#### Text segment:
########################################

March 29, 2024
BANGOR DAILY NEWS (BANGOR, MAINE

Acadia trails effort begins > Campbell’s heir gives $5 million

A $5 million pledge kicked off a $13 million project Thursday that aims to revive and expand Acadia National Park’s footpaths and create the first national park in the country with a privately endowed trail system.

The donation was the largest monetary gift from people still living to a nonprofit conservation organization in Maine. It will help to ensure that park trails winding through wooded groves, up mountainsides, around ponds and atop rock outcrops will be maintained for generations.

Campbell’s Soup heir Tristram Colket and his wife, Ruth Colket, pledged $5 million to help launch the $13 million campaign called Acadia Trails Forever. The campaign is the largest public-private fund-raising effort undertaken in the national park system, according to Friends of Acadia President Ken Olson.

The Acadia Trails Forever money will be used to restore the park’s 130-mile system of foot trails, reopen 11 miles of unmarked trails, develop five connector trails designed to link nearby towns to Acadia, and create an endowment to pay for trail maintenance.

The $13 million restoration might take 10 years to complete. It will begin in 2000. About $7 million will be used for reviving and building trails and the remaining $6 million will remain at Friends of Acadia in a permanent endowment.

The multimillion-dollar campaign is designed to enable trail crews to stay ahead of natural and human-related damage that occurs on the trails.

The forces of nature — and the footsteps taken during 3 million annual visits to the park — have caused erosion, soil compaction, mud troughs, avalanches and rock slides, rotting trail signs and bridges, and widening of trails, Friends of Acadia pointed out in a brochure. The mission of the nonprofit organization is to protect and preserve the park. It is not part of the National Park Service.

Acadia National Park will contribute $4 million from park entrance fees, and Friends of Acadia will match the figure by more than 2 to 1 by raising the remaining $9 million through private contributions.

Interior Secretary Bruce Babbitt and National Park Service Director Robert Stanton were on hand Thursday to announce the venture.

Babbitt called the event “a symbol of how individuals working together can … enable the creation of something great.” He recalled the generosity of private donors earlier this century who approached President Woodrow Wilson about giving parts of Mount Desert Island to the American people as a national park.

########################################

#### Material provided:
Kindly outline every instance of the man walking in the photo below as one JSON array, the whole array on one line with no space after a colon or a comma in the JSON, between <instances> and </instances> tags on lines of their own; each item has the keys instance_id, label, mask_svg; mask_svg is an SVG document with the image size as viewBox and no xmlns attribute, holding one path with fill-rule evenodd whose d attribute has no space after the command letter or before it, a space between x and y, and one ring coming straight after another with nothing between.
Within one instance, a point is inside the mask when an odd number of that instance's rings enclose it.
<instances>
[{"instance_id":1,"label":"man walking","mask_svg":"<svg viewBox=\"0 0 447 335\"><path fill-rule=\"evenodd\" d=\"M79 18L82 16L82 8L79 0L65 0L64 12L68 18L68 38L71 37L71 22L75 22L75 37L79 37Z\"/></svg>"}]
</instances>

########################################

#### Action item A:
In the Acadia trails article, how much will Acadia National Park contribute from park entrance fees?
#### Action item B:
Write what comes next in the Acadia trails article, picking up after its final sentence.
The entries that come after the Acadia trails article are separate material.

#### Answer box A:
$4 million

#### Answer box B:
Applauding the cooperative effort involved in the Acadia Trails Forever project and private philanthropy, Babbitt said he hoped the move would inspire a new tradition of giving and called out, “Mr. Gates, can you hear me?” referring to Microsoft’s multibillionaire chairman, Bill Gates.

So far $10.6 million, or 82 percent of the fund-raising goal, has been secured, including the $4 million from park entrance fees, $5 million from the Colkets and $1 million from Shelby and Gale Davis, summer residents of Northeast Harbor. The Davises contributed $1 million as an endowment for the Acadia Youth Conservation Corps, a program for local teens to participate in stewardship projects with park staff.

Friends of Acadia is turning to the public to raise the remaining $2.4 million.

Tristram and Ruth Colket, who live in Bar Harbor and in a Philadelphia suburb, have a history of philanthropy. The couple last year offered a $5 million challenge gift for a campus center project at Roanoke College, where their son, Bryan, graduated in 1998. In 1994, Tristram Colket kicked off a $100 million capital campaign for Children’s Hospital of Philadelphia with a $5 million contribution.

Tristram Colket Jr., a grandson of Campbell’s Soup founder John T. Dorrance, was one of several heirs to the company. His net worth last year totaled $725 million, making him one of the nation’s 400 richest Americans, according to a list compiled by Forbes magazine.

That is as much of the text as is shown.